→ TASK PROMPT
Lay out the lines as a Markdown table with the columns "Row" and "Line," starting at the first line of the items and ending at the line that contains "pixel 252 598". Skip blank lines, and leave the pictures out.

START RECORD LIST

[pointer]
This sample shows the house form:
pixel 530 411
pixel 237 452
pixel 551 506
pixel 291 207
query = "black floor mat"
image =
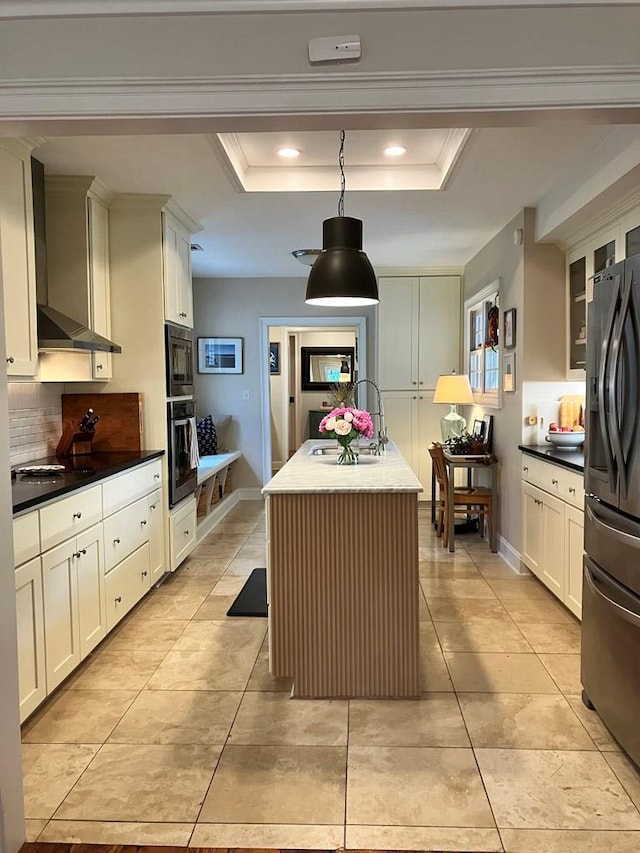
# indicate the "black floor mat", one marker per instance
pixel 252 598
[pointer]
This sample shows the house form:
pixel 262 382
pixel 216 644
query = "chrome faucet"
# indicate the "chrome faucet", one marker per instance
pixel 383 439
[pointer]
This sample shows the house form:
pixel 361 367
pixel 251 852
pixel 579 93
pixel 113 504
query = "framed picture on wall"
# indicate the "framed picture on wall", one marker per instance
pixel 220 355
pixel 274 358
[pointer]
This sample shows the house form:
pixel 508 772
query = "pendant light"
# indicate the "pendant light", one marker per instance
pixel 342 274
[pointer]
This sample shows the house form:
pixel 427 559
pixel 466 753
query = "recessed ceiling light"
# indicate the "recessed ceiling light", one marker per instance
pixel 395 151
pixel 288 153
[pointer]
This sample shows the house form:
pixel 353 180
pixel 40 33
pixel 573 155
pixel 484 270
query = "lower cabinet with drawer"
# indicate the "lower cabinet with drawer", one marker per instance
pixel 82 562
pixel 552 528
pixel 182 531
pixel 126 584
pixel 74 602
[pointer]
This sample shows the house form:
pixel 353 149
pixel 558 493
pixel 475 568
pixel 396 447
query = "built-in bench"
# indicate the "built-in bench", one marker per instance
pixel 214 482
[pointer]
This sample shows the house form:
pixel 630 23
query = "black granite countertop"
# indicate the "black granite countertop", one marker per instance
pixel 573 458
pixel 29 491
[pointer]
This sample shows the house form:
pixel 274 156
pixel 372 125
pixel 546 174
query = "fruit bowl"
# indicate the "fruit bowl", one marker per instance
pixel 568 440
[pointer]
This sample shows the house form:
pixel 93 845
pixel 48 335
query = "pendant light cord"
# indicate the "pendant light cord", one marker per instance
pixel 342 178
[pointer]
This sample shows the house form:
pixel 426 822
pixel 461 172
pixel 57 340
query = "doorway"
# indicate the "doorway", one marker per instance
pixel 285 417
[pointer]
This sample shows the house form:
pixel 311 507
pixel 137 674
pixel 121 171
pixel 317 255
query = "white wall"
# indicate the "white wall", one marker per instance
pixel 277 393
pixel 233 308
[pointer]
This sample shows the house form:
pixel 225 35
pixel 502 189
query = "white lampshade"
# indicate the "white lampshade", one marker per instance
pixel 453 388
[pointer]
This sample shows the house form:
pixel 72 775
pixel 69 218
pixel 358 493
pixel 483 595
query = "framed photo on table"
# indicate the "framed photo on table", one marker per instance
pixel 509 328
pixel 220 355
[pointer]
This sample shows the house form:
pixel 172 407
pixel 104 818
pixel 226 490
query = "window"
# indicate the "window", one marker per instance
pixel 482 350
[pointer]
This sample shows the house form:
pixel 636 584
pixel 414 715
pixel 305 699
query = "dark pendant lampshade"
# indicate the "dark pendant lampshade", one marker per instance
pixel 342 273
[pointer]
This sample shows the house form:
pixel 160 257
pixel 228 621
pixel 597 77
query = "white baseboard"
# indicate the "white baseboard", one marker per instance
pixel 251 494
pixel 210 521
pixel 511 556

END RECORD LIST

→ OUTPUT
| Row | Line |
|---|---|
| 1 | [pointer] |
| 2 | This sample shows the house form: |
| 3 | pixel 530 411 |
| 4 | pixel 237 452 |
| 5 | pixel 551 506 |
| 6 | pixel 291 207 |
| 7 | query = "black floor mat" |
| 8 | image = |
| 9 | # indicate the "black floor mat", one marker per instance |
| 10 | pixel 252 598 |